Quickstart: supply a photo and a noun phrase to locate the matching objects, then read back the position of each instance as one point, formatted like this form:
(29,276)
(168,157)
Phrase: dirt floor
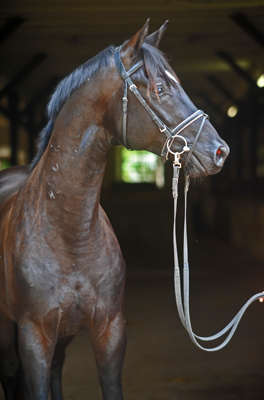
(161,361)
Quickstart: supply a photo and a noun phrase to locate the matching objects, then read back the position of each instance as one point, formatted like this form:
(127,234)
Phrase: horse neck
(70,173)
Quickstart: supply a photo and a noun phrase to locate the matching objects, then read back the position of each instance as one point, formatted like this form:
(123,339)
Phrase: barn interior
(216,49)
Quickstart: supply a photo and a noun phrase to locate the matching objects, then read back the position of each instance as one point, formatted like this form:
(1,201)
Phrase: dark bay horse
(61,268)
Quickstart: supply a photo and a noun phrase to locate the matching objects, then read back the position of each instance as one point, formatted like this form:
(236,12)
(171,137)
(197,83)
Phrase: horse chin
(198,168)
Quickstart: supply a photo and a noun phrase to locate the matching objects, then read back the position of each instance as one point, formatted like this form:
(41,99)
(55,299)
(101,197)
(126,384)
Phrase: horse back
(11,179)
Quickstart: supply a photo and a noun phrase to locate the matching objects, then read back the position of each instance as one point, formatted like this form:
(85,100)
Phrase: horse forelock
(63,91)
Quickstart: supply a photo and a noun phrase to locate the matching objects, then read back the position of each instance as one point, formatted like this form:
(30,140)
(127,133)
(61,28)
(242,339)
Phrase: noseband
(183,306)
(170,134)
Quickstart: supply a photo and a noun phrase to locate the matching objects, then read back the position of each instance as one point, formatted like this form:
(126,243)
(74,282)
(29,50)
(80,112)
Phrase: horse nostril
(220,155)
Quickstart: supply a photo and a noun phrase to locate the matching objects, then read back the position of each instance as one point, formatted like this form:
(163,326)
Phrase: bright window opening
(141,166)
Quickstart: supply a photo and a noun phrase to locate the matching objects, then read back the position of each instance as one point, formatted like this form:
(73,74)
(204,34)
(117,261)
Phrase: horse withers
(61,268)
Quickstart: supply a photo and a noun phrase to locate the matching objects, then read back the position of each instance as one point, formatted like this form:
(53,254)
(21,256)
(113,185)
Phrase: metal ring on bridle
(171,134)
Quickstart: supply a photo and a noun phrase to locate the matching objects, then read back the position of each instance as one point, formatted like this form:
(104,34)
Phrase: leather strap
(184,307)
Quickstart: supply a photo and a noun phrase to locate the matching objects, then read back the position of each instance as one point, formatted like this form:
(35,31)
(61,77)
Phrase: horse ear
(155,38)
(132,47)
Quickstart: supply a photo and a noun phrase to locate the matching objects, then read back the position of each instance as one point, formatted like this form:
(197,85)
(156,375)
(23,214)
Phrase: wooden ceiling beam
(241,20)
(222,89)
(34,63)
(239,71)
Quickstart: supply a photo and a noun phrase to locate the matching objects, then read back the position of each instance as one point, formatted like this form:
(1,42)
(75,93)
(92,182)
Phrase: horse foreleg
(9,363)
(36,348)
(56,367)
(109,343)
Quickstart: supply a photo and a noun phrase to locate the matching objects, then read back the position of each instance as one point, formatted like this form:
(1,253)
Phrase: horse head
(173,122)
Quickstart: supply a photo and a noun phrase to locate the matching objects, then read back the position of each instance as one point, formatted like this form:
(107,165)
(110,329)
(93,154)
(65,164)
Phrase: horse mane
(155,64)
(63,91)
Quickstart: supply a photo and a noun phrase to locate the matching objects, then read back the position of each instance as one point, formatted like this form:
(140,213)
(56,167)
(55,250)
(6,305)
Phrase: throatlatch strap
(184,309)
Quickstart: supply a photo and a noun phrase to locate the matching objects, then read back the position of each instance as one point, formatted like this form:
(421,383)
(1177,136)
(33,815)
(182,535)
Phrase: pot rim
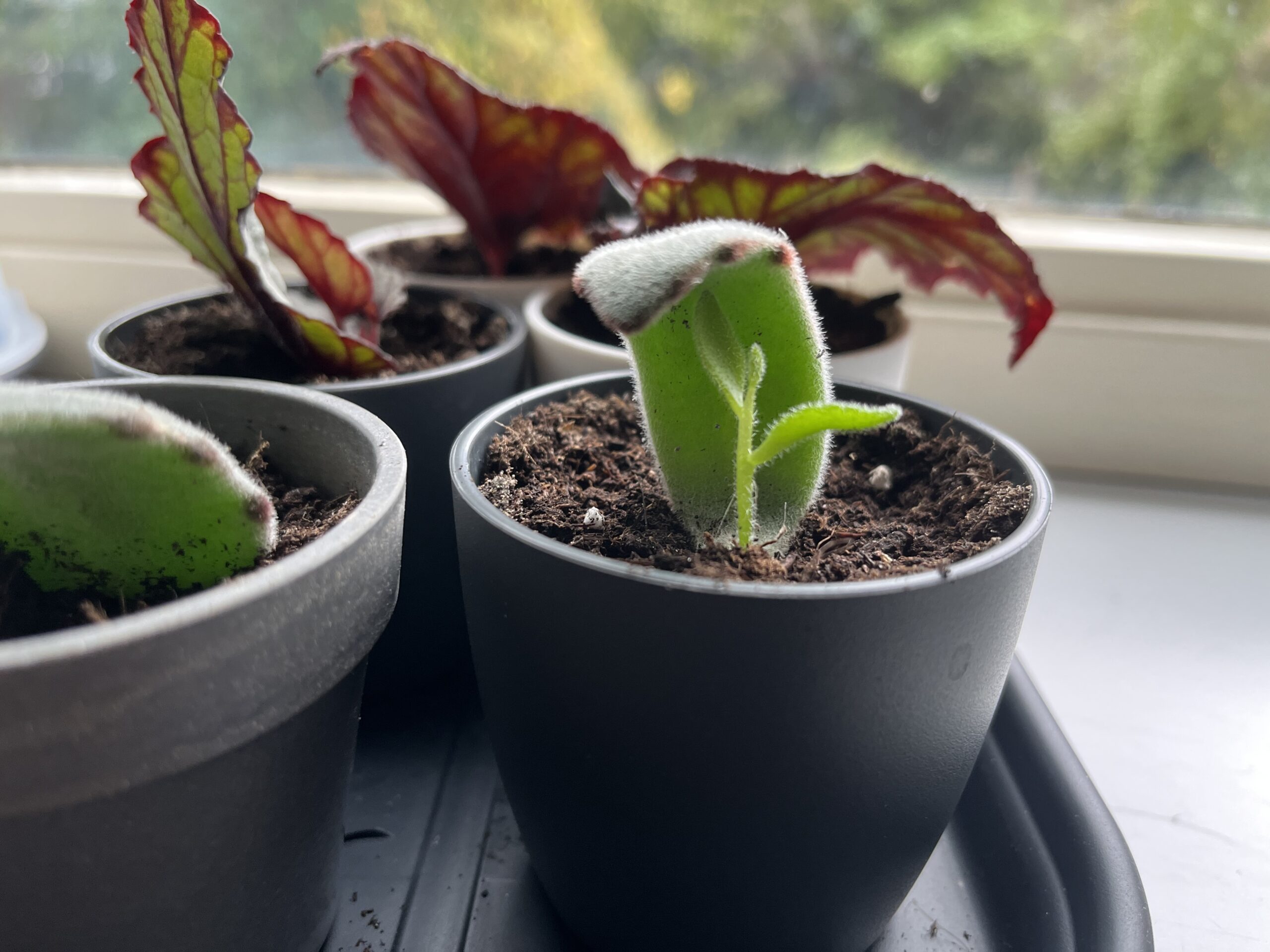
────
- [Your instructions]
Your answer must be the entries written out word for word, without their pictures.

- [Written answer]
Quickstart: supply a photo and a noun phrase to locate the matching objects, then read back the position of each instance as one point, formatted like this form:
(29,276)
(168,157)
Phrase: dirt floor
(161,361)
Quickstart: supply a photo and a noun phrase to locate the matching objects, then read back the position of each instance as one point, formatted like this form:
(127,234)
Phrase: horse neck
(70,173)
Quickstart: supply a photo and a noun phrase to locate the matching objects, then read back the position of each instance as one point, formatted like this form:
(123,339)
Phrase: barn interior
(216,49)
Quickstart: supply a photo and a noun phrase to locate the matching objects, then read back the position of each instance as one point, formatted like this form:
(1,201)
Phrase: dark bay horse
(61,268)
Quickstart: supply a photo and a noun phrase to locate the matching objects, then read back the position of each instance as one point, formatted like this form:
(236,12)
(171,137)
(197,83)
Phrase: horse chin
(198,168)
Quickstart: supply a photo and a noun phrase to locate the matching objects, then read back the position of each instance as one point, formatted like this form:
(41,99)
(55,299)
(101,197)
(126,384)
Phrase: horse back
(11,179)
Quickstart: supply a photo and a noun phrase to locate the matching objects, then read back the position of each instance as one point, formatted like this form:
(85,100)
Phrase: horse forelock
(63,91)
Quickstart: supply a photo and a noun phrase to locate the matching objects, then read back the position of each instance as one point, formatted like this form:
(30,140)
(127,133)
(61,28)
(242,339)
Phrase: noseband
(183,306)
(170,134)
Quickstart: supply a photo and a noun phrase to locate the matching objects, then read back the position of each instance as one point, formatted like this form:
(126,243)
(74,282)
(29,50)
(80,112)
Phrase: horse nostril
(220,155)
Quickstart: supply a photo and a noun phrase to locate the matching objects, then read back the position of each instance as one point, formatted like this form:
(163,326)
Phrase: bright window opening
(141,166)
Quickstart: supply a photo and a noun phrase to locate the matching objects, then read back the position of each instance as one point, formatted like this form:
(73,74)
(204,34)
(117,261)
Phrase: horse withers
(61,268)
Quickstart: supply a photo and a noun phrase to locate the matching objects, then read back the position of each instance as one point, formatted like this form:
(53,254)
(21,256)
(113,185)
Phrase: metal ring on bridle
(171,134)
Quickstart: supply a photo and a noun phrase to locate the matching objects, then read back the position of each instance as one point, formatted like this form:
(104,34)
Phrase: leather strap
(184,307)
Quickstart: supply a photo and a noun phrase to locate the matching objects, then read back the position of each instance as one point, formatted like this form:
(35,31)
(61,77)
Phrase: horse ear
(155,38)
(132,47)
Quickstart: supply a photo and a noun phrase to locate the matching objects, then read back the position of each instance as one point, formatted like this form:
(197,85)
(156,375)
(23,214)
Phrase: wooden ceiling beam
(241,20)
(222,89)
(34,63)
(239,71)
Quickstart: supply a photo and a noun phrase to locate the matching objects, then read back the position of each instance as one point, formatted like this form:
(1,42)
(75,93)
(92,182)
Phrase: horse foreleg
(9,363)
(36,348)
(56,367)
(109,343)
Quickstart: supply a photo and a noun phrase to locate the matching objects, then read back the position of each instance as one point, formatted like this form:
(1,253)
Phrase: horse head
(173,122)
Quickstart: supply a photo and a noun phrase to locate the matching objects, then read back the position of each instance as one point, formatted like this form:
(107,165)
(110,329)
(93,154)
(65,164)
Phrase: horse mane
(155,64)
(63,91)
Quickstart: supply a photo and a noun phrase to locate the matching objects, then read back the position of each instance as one point, formatted like this form:
(140,213)
(56,167)
(55,250)
(6,305)
Phrase: throatlatch strap
(184,309)
Quickstart: supply a photo and a noun phrase to locate the matching objects, then read back the position of each instance as one point, formatted like this form:
(421,383)
(1177,136)
(33,815)
(182,535)
Phrase: pot rim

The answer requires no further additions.